Stored records
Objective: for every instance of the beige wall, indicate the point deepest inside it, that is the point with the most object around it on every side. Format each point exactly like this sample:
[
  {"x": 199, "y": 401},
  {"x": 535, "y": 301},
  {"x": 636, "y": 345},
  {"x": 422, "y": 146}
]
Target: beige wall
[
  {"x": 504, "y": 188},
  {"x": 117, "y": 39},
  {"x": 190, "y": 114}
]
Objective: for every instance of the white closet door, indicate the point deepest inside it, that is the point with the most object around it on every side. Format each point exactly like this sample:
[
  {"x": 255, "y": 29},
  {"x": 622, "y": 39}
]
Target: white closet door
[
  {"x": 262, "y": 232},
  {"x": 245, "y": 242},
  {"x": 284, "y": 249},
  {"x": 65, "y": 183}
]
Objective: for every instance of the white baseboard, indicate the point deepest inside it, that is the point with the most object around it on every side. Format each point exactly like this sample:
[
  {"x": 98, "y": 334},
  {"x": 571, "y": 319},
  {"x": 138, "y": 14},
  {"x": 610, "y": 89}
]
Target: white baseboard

| Assignment |
Having read the records above, reproduce each one exactly.

| Task solution |
Objective: for every instance of the beige wall, indicate the point deepest inside it, that is the point with the most object around it on every side. Format each point exactly like this sample:
[
  {"x": 199, "y": 401},
  {"x": 535, "y": 301},
  {"x": 636, "y": 345},
  {"x": 422, "y": 146}
]
Target: beige wall
[
  {"x": 504, "y": 188},
  {"x": 117, "y": 39},
  {"x": 190, "y": 114}
]
Objective: for every instance of the white closet door, indicate the point deepest inside it, that is the point with the most object around it on every side. Format each point exactly like this sample:
[
  {"x": 255, "y": 29},
  {"x": 622, "y": 39}
]
Target: white closet door
[
  {"x": 262, "y": 232},
  {"x": 245, "y": 242},
  {"x": 284, "y": 249},
  {"x": 65, "y": 183}
]
Objective: for every instance of the white baseboard, indicate the point deepest inside it, that is the point with the most object around it on every side. Format each point exactly like this sample:
[
  {"x": 98, "y": 334},
  {"x": 571, "y": 319},
  {"x": 138, "y": 14},
  {"x": 610, "y": 89}
]
Target: white baseboard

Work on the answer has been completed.